Stated exercise 1:
Duplicate word for word the portion of the villa description that opens with the words containing "The winter dining-room" and closes with "aboard a ship.".
Stated exercise 2:
Translate this sentence from the villa description into Spanish: "Most rooms in the villa have sea views, especially the symmetrical grand salon."
Stated exercise 3:
Extend the description of the villa at Sabaudia, starting right after its final sentence.

Roman-style brickwork clads the tunnel which leads from the house on the dunes under the coast road to Lake Sabaudia’s edge. The same brickwork flanks the walls of the ceremonial drive which leads to the villa’s main entrance. Inside, Pompeiian-style furnishings predominate, with crimson hangings which confer an austere, regal character on the high-ceilinged classical spaces. There are Roman capitals and sculptures throughout the house, and the color of the drapery fabric was borrowed from that of the cape linings of Roman Imperial cavalrymen.
The winter dining-room opens on to a terrace which is used for candlelit dining during the summer. Most rooms in the villa have sea views, especially the symmetrical grand salon. Here, travertine floors are set in a herringbone pattern, and the ceiling is groin-vaulted.
A grand staircase leads from the salon to the upstairs guest-rooms, which are furnished with seventeenth-century pieces. Red draperies hang from bronze spikes and contrast with the white stucco walls and travertine floors. Expansive sea views from the window balustrades convey the impression of being aboard a ship.

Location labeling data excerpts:
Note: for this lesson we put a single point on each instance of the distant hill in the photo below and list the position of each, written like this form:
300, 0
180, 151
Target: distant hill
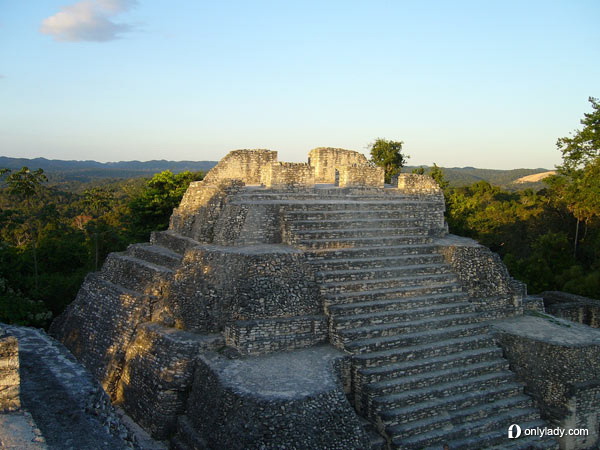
464, 176
535, 177
87, 171
60, 171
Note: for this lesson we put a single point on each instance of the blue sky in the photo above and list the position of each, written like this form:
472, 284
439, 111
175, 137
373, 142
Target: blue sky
463, 83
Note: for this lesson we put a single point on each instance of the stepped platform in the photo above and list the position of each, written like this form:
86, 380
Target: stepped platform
267, 270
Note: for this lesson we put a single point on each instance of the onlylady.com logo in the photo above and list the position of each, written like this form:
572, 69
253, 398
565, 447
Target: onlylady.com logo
515, 431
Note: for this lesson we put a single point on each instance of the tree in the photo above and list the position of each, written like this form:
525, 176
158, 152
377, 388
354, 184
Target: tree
24, 186
578, 180
388, 154
96, 202
153, 206
437, 174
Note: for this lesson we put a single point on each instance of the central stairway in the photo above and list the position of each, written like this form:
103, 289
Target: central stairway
426, 370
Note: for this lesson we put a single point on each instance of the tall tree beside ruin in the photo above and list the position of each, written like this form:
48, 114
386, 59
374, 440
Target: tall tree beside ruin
25, 185
388, 154
578, 182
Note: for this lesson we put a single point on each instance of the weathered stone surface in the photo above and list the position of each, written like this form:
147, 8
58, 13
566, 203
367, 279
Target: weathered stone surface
217, 285
560, 363
9, 373
98, 327
246, 166
157, 375
195, 334
572, 307
327, 160
288, 174
361, 175
68, 407
291, 400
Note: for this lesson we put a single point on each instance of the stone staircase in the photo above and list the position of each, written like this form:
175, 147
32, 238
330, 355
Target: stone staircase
426, 370
143, 268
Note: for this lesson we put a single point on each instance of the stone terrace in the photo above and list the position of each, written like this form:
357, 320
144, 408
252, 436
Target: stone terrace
249, 270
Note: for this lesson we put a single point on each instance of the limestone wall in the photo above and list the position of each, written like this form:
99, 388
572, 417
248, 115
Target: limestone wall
157, 375
573, 307
99, 326
361, 175
9, 373
201, 207
243, 165
271, 335
483, 276
411, 183
218, 285
290, 400
560, 364
288, 174
326, 160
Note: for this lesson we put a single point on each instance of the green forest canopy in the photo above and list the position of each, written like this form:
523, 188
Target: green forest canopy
50, 238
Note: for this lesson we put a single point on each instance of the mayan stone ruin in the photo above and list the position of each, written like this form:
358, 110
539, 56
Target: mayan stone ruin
310, 306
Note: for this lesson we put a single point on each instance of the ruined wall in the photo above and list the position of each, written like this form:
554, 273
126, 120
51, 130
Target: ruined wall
483, 276
200, 208
244, 165
560, 364
216, 285
288, 174
157, 375
284, 401
254, 337
9, 373
326, 160
411, 183
361, 175
573, 307
99, 325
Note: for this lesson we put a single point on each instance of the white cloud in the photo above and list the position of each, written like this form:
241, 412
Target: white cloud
88, 20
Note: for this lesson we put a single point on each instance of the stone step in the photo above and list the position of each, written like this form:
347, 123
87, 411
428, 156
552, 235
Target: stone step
395, 304
391, 371
416, 396
447, 404
374, 344
349, 335
339, 322
415, 290
323, 194
498, 438
371, 284
379, 273
172, 241
357, 233
350, 214
429, 379
372, 241
354, 223
136, 274
155, 254
377, 262
450, 419
476, 434
316, 256
428, 350
300, 207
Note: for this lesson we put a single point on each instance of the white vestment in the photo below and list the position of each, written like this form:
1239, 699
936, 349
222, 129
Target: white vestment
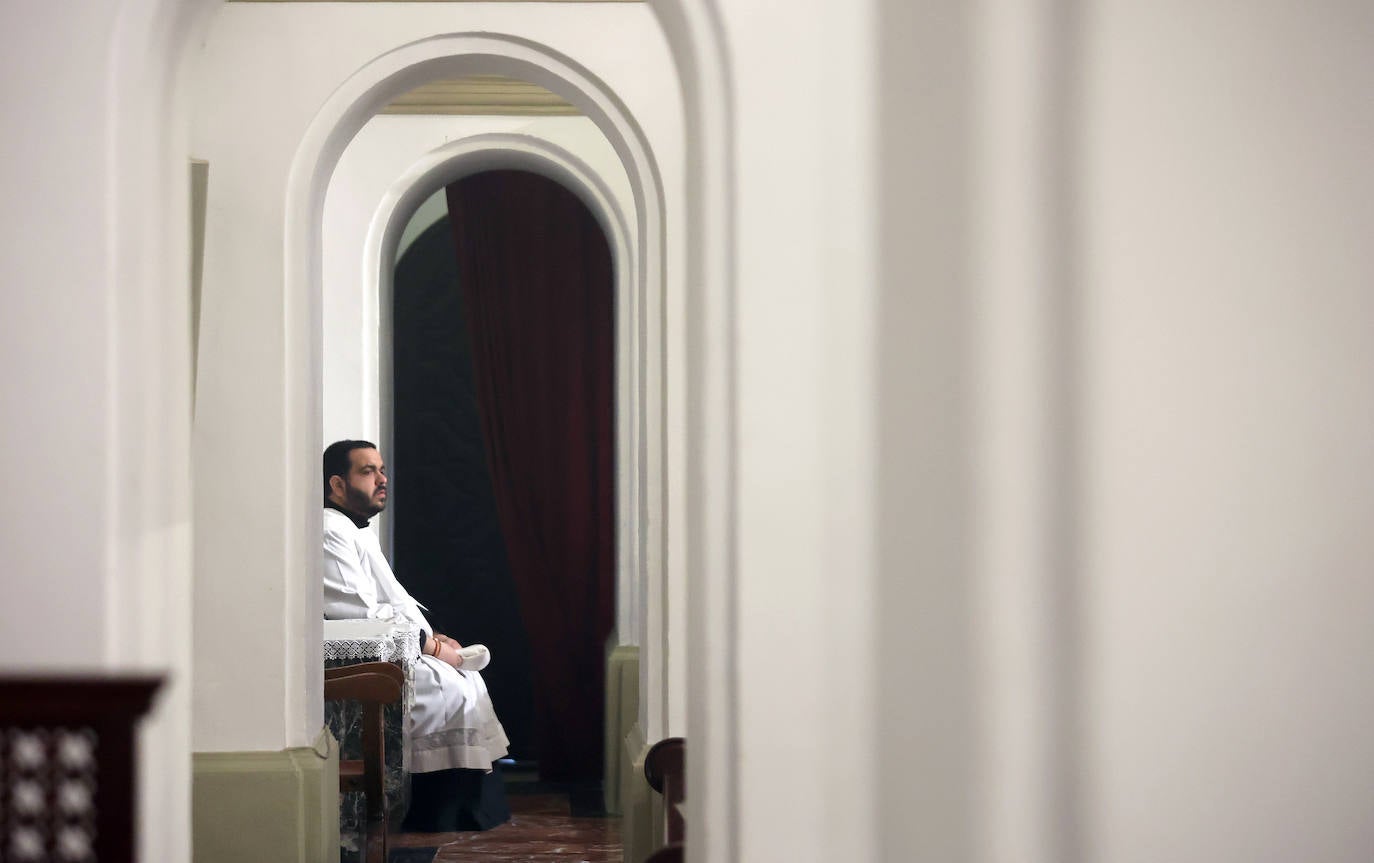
452, 720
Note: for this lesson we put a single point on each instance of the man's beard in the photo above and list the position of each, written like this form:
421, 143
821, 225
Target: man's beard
360, 503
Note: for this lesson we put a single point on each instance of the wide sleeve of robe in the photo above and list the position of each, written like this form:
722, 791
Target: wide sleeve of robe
349, 588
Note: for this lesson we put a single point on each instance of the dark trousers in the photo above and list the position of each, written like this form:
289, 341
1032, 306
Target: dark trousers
448, 800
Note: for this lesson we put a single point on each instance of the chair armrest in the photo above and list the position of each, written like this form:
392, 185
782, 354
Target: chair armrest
367, 686
389, 669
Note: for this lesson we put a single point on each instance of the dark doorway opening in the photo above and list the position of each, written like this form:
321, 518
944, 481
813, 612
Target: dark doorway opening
503, 462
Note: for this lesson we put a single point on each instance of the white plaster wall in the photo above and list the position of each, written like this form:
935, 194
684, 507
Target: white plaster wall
1227, 199
1108, 356
263, 74
95, 404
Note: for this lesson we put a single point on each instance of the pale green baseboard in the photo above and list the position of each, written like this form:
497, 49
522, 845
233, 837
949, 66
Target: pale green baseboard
267, 807
640, 805
621, 715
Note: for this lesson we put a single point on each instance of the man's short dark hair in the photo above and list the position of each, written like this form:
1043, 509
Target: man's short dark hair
338, 462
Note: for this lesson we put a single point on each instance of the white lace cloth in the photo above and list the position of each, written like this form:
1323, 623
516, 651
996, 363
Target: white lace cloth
373, 641
378, 641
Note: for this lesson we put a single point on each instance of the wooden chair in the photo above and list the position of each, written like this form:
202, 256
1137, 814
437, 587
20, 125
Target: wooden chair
374, 685
667, 772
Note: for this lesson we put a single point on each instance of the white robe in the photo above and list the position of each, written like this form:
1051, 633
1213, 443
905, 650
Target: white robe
452, 720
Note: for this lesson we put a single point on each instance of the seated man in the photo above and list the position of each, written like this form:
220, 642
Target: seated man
454, 731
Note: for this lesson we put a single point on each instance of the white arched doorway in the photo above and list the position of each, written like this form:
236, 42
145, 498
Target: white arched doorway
638, 243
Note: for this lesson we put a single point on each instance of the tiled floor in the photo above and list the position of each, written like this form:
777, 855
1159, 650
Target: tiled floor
542, 829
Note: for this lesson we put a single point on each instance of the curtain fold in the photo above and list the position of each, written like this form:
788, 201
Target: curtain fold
536, 278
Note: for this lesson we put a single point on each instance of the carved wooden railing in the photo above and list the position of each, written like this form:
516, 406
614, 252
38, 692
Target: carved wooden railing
68, 786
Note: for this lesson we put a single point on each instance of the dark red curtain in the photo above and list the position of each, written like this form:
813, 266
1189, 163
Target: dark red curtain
535, 272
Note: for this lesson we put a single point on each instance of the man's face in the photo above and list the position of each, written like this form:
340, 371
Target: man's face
364, 488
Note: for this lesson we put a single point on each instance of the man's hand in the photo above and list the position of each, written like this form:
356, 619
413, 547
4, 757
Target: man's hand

Task response 1:
The winter dining-room opens on to a terrace which is used for candlelit dining during the summer. Most rooms in the villa have sea views, especially the symmetrical grand salon. Here, travertine floors are set in a herringbone pattern, and the ceiling is groin-vaulted.
A grand staircase leads from the salon to the upstairs guest-rooms, which are furnished with seventeenth-century pieces. Red draperies hang from bronze spikes and contrast with the white stucco walls and travertine floors. Expansive sea views from the window balustrades convey the impression of being aboard a ship.

Task response 2:
La mayoría de las habitaciones de la villa tienen vistas al mar, especialmente el gran salón simétrico.

Task response 3:
The backdrop to the villa and the ocean view is Monte Circeo and the wild natural landscape. The villa itself is surrounded by dunes that cannot support lush gardens, and thus the architecture is seen in stark relationship to the landscape, where the changing light creates shifting patterns on the temple-like forms.
In this minimal setting, the striking colonnaded porch of the central block seems to hover like a mirage above the sandy beach. In one corner of the porch, chaise-longues covered in the Volpi family colors furnish the space, while campaign chairs surround a patinated bronze table with a stone capital as its base. The porch’s Ionic columns frame views overlooking the seascape, and broad stairs lead nobly down to the sand and sea.